◆ **WORK ORDER 1**:
Decide whether each statement agrees with the report on shrinking Northwest glaciers. Answer yes or no for each, and quote the words from the report that decide it. (a) More than 200 members of Bellingham City Club heard the two speakers. (b) Michele Koppes is a full professor at the University of Washington. (c) About one-third of the world's population gets some of its drinking water from glaciers and snowpack.
◆ **WORK ORDER 2**:
Write the next part of the report on shrinking Northwest glaciers, picking up after its final sentence.

BELLINGHAM - Northwest glaciers are shrinking and marine life is struggling as climate change makes itself felt on land and sea.
That was the message that more than 200 members of Bellingham City Club heard Wednesday, Nov. 20, from glacier scientist Michele Koppes and Taylor Shellfish Farms public policy manager Bill Dewey.
Koppes is assistant professor and Canada Research Chair in landscapes of climate change at the University of British Columbia. She told her audience that about one-sixth of the world's population gets at least some of its drinking water from glaciers and snowpack, which she called "frozen warehouses of fresh water."
That includes Bellingham and much of Whatcom County - anyone who gets water from the glacier-fed Nooksack River. But here and almost everywhere else in the world, the mountain snow accumulations that feed the glaciers are dwindling as average global temperatures creep upward.

◆ **SOURCE INFORMATION**:
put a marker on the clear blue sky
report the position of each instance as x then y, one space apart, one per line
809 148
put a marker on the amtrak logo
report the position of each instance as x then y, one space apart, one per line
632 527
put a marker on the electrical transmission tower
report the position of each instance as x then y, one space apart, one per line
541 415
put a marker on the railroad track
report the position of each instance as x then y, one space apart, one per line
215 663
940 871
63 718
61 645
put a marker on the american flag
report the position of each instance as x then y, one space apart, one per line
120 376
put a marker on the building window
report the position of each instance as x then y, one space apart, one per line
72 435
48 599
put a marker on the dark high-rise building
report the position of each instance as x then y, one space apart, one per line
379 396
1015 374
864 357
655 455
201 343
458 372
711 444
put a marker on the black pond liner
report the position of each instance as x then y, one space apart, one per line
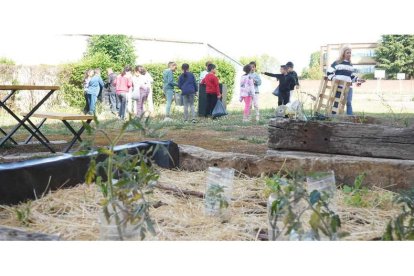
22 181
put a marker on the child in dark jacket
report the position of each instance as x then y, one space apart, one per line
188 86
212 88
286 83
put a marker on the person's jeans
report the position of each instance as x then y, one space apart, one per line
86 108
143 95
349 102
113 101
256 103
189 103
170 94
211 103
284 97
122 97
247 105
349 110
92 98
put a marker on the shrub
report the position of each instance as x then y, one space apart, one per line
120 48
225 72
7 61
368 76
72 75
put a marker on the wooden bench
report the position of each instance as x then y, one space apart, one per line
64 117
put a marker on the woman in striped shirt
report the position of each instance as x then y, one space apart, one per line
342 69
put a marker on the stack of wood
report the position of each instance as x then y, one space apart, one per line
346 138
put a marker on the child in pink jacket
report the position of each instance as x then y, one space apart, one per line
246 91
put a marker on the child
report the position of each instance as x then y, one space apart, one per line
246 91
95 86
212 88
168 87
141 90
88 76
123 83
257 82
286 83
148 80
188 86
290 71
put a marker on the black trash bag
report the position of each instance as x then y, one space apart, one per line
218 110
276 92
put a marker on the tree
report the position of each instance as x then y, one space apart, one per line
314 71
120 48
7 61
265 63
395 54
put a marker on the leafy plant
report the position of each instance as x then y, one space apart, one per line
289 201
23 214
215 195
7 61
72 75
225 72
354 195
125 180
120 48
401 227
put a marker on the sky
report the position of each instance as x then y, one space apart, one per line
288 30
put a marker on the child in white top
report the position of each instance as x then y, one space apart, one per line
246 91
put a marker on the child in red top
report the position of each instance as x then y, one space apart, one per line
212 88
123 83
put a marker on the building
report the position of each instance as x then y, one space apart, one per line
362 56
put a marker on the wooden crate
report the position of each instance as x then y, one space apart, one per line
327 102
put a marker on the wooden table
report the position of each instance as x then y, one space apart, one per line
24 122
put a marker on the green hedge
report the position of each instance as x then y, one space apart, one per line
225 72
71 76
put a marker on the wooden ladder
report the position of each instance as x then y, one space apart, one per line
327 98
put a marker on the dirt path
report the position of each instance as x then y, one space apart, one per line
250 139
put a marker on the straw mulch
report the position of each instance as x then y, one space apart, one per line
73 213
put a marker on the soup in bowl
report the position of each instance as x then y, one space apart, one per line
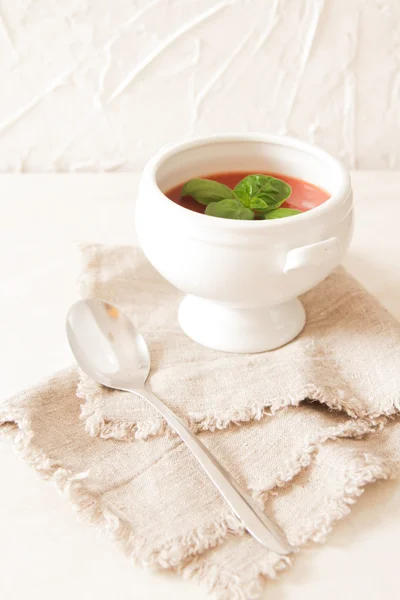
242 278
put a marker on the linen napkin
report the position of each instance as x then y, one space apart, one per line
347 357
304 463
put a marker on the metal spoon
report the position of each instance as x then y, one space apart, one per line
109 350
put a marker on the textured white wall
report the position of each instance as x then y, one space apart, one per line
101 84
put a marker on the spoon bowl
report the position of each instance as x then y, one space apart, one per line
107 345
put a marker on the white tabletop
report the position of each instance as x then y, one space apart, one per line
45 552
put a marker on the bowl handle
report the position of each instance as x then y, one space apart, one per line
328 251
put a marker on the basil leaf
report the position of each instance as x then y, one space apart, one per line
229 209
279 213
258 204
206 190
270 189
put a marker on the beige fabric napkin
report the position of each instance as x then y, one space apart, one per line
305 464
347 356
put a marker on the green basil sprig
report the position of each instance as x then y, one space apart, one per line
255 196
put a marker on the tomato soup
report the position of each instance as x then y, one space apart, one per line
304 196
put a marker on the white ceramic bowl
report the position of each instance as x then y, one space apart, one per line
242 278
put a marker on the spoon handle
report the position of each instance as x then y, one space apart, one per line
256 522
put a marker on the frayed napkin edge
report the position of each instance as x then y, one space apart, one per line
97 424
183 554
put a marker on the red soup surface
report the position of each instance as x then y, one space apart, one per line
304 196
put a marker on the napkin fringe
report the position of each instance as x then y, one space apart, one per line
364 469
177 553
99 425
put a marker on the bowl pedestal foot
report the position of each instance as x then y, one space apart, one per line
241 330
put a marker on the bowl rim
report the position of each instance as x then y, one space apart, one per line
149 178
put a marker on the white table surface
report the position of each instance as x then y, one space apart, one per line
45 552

---

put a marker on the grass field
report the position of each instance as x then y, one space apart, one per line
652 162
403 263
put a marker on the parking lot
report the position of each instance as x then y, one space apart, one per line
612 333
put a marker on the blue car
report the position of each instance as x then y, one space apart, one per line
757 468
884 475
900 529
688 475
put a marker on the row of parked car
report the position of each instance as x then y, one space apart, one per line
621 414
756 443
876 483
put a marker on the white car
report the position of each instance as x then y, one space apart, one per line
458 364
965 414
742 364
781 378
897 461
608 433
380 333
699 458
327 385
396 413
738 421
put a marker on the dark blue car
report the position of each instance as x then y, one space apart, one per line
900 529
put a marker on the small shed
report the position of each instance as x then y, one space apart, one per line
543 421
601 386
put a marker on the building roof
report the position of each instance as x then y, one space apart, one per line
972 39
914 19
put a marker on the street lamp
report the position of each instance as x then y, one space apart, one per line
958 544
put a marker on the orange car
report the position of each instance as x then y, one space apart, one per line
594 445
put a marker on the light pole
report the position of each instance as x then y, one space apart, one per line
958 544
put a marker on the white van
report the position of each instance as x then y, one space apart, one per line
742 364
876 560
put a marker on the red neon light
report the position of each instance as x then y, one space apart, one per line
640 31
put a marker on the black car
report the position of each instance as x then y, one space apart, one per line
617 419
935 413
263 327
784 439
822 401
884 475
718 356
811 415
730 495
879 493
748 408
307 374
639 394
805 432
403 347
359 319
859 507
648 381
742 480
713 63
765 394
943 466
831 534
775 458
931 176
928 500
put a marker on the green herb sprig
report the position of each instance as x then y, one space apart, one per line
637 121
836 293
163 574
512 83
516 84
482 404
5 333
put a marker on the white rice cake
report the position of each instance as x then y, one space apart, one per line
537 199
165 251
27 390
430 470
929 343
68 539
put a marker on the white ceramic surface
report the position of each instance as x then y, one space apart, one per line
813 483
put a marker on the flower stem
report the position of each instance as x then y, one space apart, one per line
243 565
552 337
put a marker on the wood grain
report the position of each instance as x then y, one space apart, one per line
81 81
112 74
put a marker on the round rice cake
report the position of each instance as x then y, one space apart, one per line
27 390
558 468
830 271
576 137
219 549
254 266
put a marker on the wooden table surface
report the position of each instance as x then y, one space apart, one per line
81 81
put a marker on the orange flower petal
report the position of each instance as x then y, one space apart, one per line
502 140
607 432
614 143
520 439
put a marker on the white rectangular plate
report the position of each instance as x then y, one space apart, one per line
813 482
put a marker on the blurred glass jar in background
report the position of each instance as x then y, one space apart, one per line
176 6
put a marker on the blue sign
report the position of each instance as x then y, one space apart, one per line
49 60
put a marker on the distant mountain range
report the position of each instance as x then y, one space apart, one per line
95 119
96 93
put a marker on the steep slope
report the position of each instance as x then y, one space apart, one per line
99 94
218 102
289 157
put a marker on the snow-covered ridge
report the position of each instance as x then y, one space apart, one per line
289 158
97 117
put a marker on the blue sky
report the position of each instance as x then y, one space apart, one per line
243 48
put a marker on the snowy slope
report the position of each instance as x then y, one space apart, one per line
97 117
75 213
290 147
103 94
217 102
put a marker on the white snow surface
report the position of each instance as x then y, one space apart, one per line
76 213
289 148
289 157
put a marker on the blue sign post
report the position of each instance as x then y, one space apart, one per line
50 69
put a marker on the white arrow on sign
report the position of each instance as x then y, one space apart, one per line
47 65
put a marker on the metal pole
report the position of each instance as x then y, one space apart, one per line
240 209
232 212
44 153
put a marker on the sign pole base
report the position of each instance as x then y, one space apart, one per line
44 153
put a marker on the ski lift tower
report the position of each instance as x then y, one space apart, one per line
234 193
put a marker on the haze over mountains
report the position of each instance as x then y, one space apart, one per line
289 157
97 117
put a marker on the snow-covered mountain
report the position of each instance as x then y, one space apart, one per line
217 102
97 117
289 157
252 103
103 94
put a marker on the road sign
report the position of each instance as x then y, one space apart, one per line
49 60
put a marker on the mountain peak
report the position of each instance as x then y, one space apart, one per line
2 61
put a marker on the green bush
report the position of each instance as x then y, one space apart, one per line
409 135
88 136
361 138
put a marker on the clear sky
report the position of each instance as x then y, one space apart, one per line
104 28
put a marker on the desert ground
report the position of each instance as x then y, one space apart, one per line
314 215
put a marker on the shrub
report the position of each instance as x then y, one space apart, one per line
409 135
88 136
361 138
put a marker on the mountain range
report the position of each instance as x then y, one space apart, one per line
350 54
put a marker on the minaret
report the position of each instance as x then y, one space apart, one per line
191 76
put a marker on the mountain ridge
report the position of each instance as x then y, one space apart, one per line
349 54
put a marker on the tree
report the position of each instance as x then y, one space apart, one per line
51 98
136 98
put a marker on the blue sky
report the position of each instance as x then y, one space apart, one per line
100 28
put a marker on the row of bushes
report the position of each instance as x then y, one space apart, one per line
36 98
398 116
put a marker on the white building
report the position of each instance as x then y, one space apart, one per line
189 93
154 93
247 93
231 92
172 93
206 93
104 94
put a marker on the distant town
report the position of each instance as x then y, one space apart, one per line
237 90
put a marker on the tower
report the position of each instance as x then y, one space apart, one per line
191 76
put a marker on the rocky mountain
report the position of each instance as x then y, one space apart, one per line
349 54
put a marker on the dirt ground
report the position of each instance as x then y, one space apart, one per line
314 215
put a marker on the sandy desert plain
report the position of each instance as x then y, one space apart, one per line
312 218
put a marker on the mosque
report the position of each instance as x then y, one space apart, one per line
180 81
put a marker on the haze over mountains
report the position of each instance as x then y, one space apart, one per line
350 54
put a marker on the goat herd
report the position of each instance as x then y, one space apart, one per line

◆ **ANSWER SPACE 1**:
(a) Yes: "more than 200 members of Bellingham City Club heard Wednesday, Nov. 20, from glacier scientist Michele Koppes and Taylor Shellfish Farms public policy manager Bill Dewey"
(b) No: "Koppes is assistant professor and Canada Research Chair in landscapes of climate change at the University of British Columbia"
(c) No: "about one-sixth of the world's population gets at least some of its drinking water from glaciers and snowpack"

◆ **ANSWER SPACE 2**:
As of now, the approximately 700 glaciers in the North Cascade Mountains hold as much fresh water as all the region's rivers and lakes combined, but that total keeps dropping. In many areas of the North Cascades, the amount of water stored in mountain snow is down 45 to 60 percent since 1950 based on April measurements, Koppes said.
The shrinkage of Cascade glaciers seems to be accelerating: Koppes said the glaciers on Mount Baker, which feed both the Nooksack and Skagit rivers, have lost 20 percent of their volume since 1990.
In the Nooksack, the result is a measurable loss of summer stream flow that is expected to get worse as average temperatures keep trending up in the decades ahead. And the uptrend is expected to accelerate in the 21st century, Koppes noted.
Local Indian tribes, farmers, and cities already are unable to agree on how to allocate the Nooksack's available water flow in the summer. Tribes insist on enough water to support their treaty-guaranteed salmon fisheries. Berry farmers rely on river water to bolster bumper crops. Lynden and Bellingham will need more water as their populations grow.
A more immediate problem: Koppes said the retreat of glaciers in the upper Nooksack watershed is increasing the likelihood of landslides that can muddy the water, harming fish and municipal water systems. That's what happened on May 31, 2013, along the Middle Fork of the river below the retreating Deming Glacier.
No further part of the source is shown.